Complete the following =
a) List every option named in the exact_match filter table of the aggregation engine documentation.
b) Output the aggregation engine documentation from "Defining ClickHouse Engine" to "ClickHouse’s columnar database." word for word.

Excerpted text =
Supported Parameters:

Parameter Type Values Default Description
granularity String daily, weekly, monthly, yearly monthly Time interval for grouping

exact_match filter

Filters rows by exact value match using WHERE column IN (...).

Option Type Required Description
name Symbol Yes Column name to filter
type Symbol Yes Data type of filter values
expression Proc No Custom Arel expression instead of column
max_size Integer No Maximum number of values allowed in filter
description String No Human-readable description

Defining ClickHouse Engine

The ClickHouse engine (Gitlab::Database::Aggregation::ClickHouse::Engine) generates optimized queries for ClickHouse’s columnar database.

Example ClickHouse Engine

class SessionAnalyticsEngine < Gitlab::Database::Aggregation::ClickHouse::Engine
  self.table_name = 'sessions'

  filters do
    exact_match :flow_type, :string, description: 'Filter by flow type'
    range :created_at, :datetime, description: 'Filter by creation date'
  end

  dimensions do
    column :flow_type, :string, description: 'Group by flow type'
    date_bucket :created_at, :datetime,
      parameters: { granularity: { in: %i[daily weekly monthly], type: :string } },
      description: 'Group by date'
  end

  metrics do
    count description: 'Total sessions'
    count :completed, :integer,
      expression: -> { Arel.sql('1') },
      if: -> { Arel.sql('finished_at IS NOT NULL') },
      description: 'Completed sessions'
    mean :duration, :float,
      expression: -> { Arel.sql('finished_at - created_at') },
      if: -> { Arel.sql('finished_at IS NOT NULL') },
      description: 'Average session duration'
    rate :completion,
      numerator_if: -> { Arel.sql('finished_at IS NOT NULL') },
      description: 'Session completion rate'
    quantile :duration, :float,
      expression: -> { Arel.sql('finished_at - created_at') },
      parameters: { quantile: { type: :float, description: 'Quantile value (0.0-1.0)' } },
      description: 'Duration percentile'
  end
end

The ClickHouse engine generates a two-level nested query for optimal performance. Overall structure can be expressed like this:

-- metacode query to emphasize on query structure
SELECT dimensions, metrics
FROM (
  SELECT
    primary_key_columns,
    dimensions_expressions,
    metrics_expressions,
  FROM source_table
  WHERE filters
  GROUP BY ALL
) ch_aggregation_inner_query
GROUP BY ALL
ORDER BY orders

Inner query precalculates data for each primary key in source table. Outer query calculates metrics and dimensions based on inner query.

Stored data =

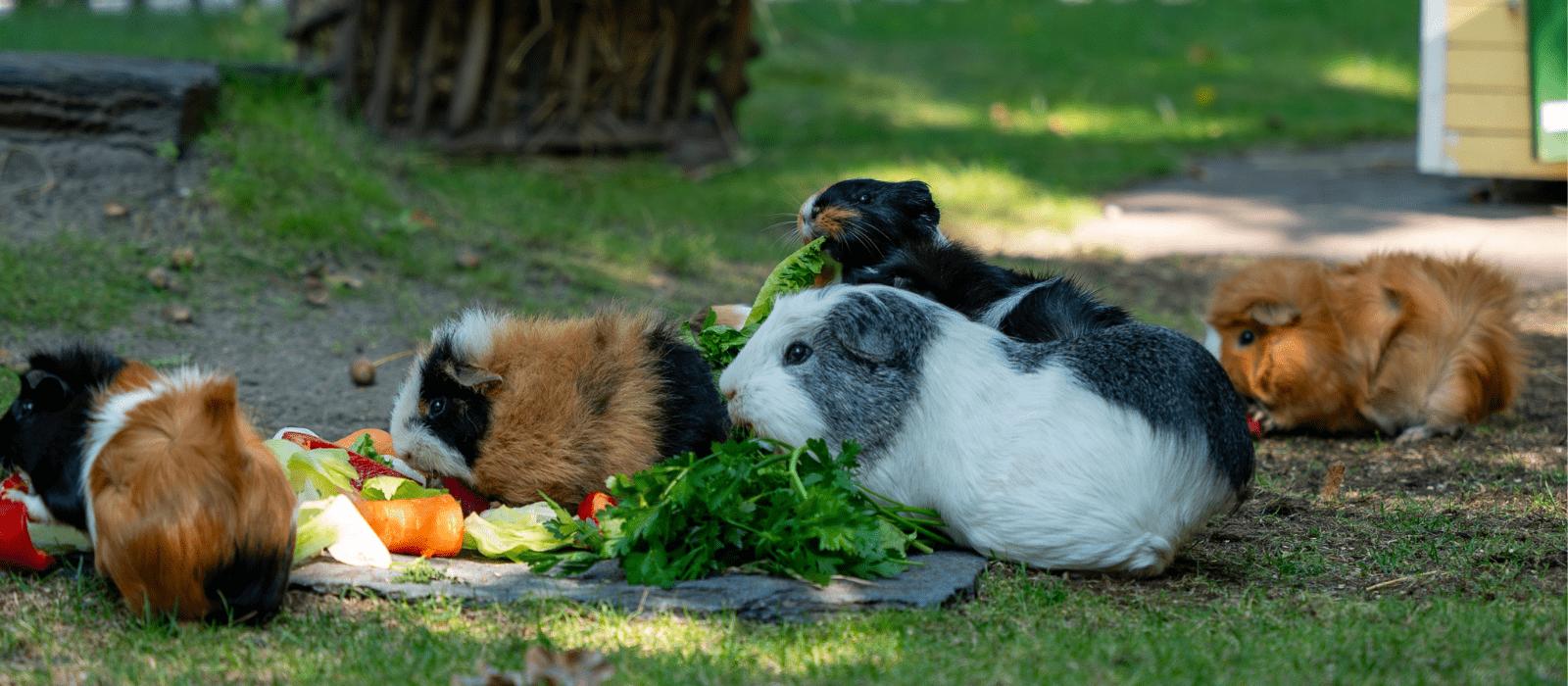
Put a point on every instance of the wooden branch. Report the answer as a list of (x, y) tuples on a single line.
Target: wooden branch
[(470, 70), (386, 58), (300, 28), (344, 66), (425, 70)]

Task answers =
a) name, type, expression, max_size, description

b)
Defining ClickHouse Engine

The ClickHouse engine (Gitlab::Database::Aggregation::ClickHouse::Engine) generates optimized queries for ClickHouse’s columnar database.